What to produce: Would you set down the complete data below, exactly as shown?

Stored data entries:

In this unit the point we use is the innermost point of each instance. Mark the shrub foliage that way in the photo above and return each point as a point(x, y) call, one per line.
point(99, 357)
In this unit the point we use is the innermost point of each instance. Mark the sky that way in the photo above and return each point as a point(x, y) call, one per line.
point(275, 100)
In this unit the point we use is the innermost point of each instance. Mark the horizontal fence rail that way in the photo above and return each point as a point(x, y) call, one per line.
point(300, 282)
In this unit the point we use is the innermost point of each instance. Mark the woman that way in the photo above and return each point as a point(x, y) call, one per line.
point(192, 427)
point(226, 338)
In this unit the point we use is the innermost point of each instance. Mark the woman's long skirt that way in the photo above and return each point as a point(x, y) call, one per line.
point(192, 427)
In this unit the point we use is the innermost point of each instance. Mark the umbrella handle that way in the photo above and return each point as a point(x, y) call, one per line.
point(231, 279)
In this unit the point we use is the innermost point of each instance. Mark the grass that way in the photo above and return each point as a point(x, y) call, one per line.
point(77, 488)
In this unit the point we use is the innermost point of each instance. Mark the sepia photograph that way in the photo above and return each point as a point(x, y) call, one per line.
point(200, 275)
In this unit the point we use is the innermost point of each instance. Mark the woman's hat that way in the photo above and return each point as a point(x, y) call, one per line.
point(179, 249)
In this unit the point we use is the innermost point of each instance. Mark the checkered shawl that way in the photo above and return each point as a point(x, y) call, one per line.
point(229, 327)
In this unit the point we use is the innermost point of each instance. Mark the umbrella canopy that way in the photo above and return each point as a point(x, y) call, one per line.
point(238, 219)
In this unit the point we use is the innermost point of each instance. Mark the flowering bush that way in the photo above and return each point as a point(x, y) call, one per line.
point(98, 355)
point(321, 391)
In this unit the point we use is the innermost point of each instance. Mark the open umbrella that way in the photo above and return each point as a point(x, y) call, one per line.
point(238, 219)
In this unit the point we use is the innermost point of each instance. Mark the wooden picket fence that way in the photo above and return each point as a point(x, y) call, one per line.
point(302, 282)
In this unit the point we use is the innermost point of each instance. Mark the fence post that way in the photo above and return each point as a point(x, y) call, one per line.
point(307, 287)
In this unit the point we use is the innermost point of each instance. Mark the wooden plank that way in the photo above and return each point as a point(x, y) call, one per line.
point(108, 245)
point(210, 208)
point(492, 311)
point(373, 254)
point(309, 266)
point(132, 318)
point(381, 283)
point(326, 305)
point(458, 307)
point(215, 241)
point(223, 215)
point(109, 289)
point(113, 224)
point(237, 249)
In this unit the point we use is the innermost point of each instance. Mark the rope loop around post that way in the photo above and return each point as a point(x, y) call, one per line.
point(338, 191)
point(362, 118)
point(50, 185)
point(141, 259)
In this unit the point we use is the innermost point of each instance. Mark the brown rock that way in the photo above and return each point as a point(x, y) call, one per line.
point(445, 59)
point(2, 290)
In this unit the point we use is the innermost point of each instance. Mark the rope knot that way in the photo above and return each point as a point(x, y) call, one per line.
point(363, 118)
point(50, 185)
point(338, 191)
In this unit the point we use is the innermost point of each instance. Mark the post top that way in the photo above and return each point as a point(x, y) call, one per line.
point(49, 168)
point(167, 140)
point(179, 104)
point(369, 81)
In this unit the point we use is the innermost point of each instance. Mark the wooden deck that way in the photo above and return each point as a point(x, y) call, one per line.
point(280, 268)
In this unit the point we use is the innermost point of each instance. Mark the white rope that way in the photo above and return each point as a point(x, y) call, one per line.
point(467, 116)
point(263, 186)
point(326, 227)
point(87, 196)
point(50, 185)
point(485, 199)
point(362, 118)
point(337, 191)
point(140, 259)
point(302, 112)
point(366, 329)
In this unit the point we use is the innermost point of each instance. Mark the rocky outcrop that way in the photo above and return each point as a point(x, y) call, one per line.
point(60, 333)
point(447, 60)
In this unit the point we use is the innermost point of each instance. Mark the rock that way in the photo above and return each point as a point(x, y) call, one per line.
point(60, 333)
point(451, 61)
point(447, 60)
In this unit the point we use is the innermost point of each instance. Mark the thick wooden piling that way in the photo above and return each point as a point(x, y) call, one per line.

Expected answer:
In this unit the point we use is the innermost point of each instance. Mark the shrub foliage that way in the photo above and return each point as a point(x, y) call, one per line.
point(99, 357)
In this unit the point we use is the innermost point of each instance. Mark the sky that way in the photo above and return each point as a point(x, y) call, one per line.
point(275, 100)
In this unit the point we use is the innermost point of each instance. Mark the horizontal fence rail that way in the photo above and return each point as a point(x, y) call, one per line.
point(300, 282)
In this unit the point we use is the innermost point of each instance. Mark the woman that way in the photo above and return each point as a point(x, y) call, one per line.
point(192, 427)
point(226, 338)
In this unit the point we use is the innermost point of each instance. Mark the woman's long skirt that way in the photo above and return each point as a point(x, y) call, one per line.
point(192, 427)
In this unit the point we use is the innermost point of each instance. Mark the umbrella handle that way in the photo above and return each point as a point(x, y) call, one per line.
point(231, 279)
In this unit the point we use is the innermost point of each instance. Mark the grass that way in the photo above and return each point as a point(x, y) call, one per line.
point(77, 488)
In this unit the point we use is the innermost point of each instance. Mark the sepia photograph that way in the photo above and return each point as a point(x, y) call, one per line.
point(200, 275)
In this unit the point we use is the innermost point of each instance. Mark the woman's hat that way in the photo above and return each point as a point(x, y) call, one per line.
point(179, 249)
In this unit the point we use is the innermost point of each instance. Mark the checkered shawl that way in the photo above and return each point as a point(x, y) call, one per line.
point(229, 327)
In this unit the point we use is the innermost point of each instance. Mark the umbrella canopy that way in the photo above and return each point as a point(x, y) call, one per line.
point(238, 219)
In this unit the point we use is the innermost point of each instance. Mark the flowering bush that way in the photo above and return each point as a point(x, y) call, one per line.
point(98, 355)
point(321, 391)
In this unit the point we use is the innermost point of each instance. Mark the open umbrella that way in the photo above and return each point as a point(x, y) call, one per line.
point(238, 219)
In this unit the point we use is the innermost point of each instance. Mark the wooden picket fence that way in the photo above and return each point as a point(x, y) call, one per line.
point(302, 282)
In this unit the point we use is the innermost point of each instance. Mark the fence post that way in the photo above and return each point as a point(x, y) call, one per line.
point(307, 287)
In this unit the point we use is the innermost point of each instance. Mark the wooden plank that way in the photo above and return each point as a point(x, y) call, one per line.
point(108, 245)
point(210, 208)
point(492, 311)
point(373, 254)
point(309, 266)
point(132, 318)
point(381, 283)
point(326, 305)
point(458, 307)
point(215, 241)
point(223, 215)
point(109, 289)
point(113, 224)
point(237, 249)
In this unit the point we use is the innermost point of each instance. Mark the rope loop around post that way in the photo above and return each point as a point(x, y) call, one per line.
point(338, 191)
point(362, 118)
point(50, 185)
point(141, 259)
In this unit the point we use is the innermost point of each instance. Mark the brown rock that way in the photo above and return each point as a point(x, y) call, one per line.
point(445, 59)
point(2, 290)
In this unit the point we use is the innermost point of each instance. Mark the rope knot that way in the photo above and return each point as a point(x, y) call, one per line.
point(363, 118)
point(50, 185)
point(338, 191)
In this unit the point we use is the innermost point of each instance. Mark the post top that way in the photo above and return each point as a point(x, y) call, one per line.
point(49, 168)
point(167, 140)
point(179, 104)
point(369, 81)
In this unit the point we use is the innermost point of each instance. Mark the wooden deck that way in the photo above and return each point as a point(x, y) call, one per line.
point(280, 268)
In this unit the point we use is the innermost point of each instance. Mark the white rope that way in the photo above and return each point as a point(x, y) call, one per line.
point(467, 116)
point(263, 186)
point(326, 227)
point(87, 196)
point(50, 185)
point(485, 199)
point(362, 118)
point(337, 191)
point(140, 259)
point(302, 112)
point(366, 329)
In this unit the point we use is the innermost point of each instance. Mark the rocky outcrop that way in the photo above and return each point as a point(x, y) call, one per line.
point(60, 333)
point(447, 60)
In this unit the point we use is the innermost point of each instance. Mark the rock that way in the photo above and return each point as a point(x, y) call, one per line.
point(60, 333)
point(451, 61)
point(447, 60)
In this unit the point we use is the innermost point of each instance. Mark the thick wooden piling that way in the photo above and return each point as a point(x, y) call, one per line.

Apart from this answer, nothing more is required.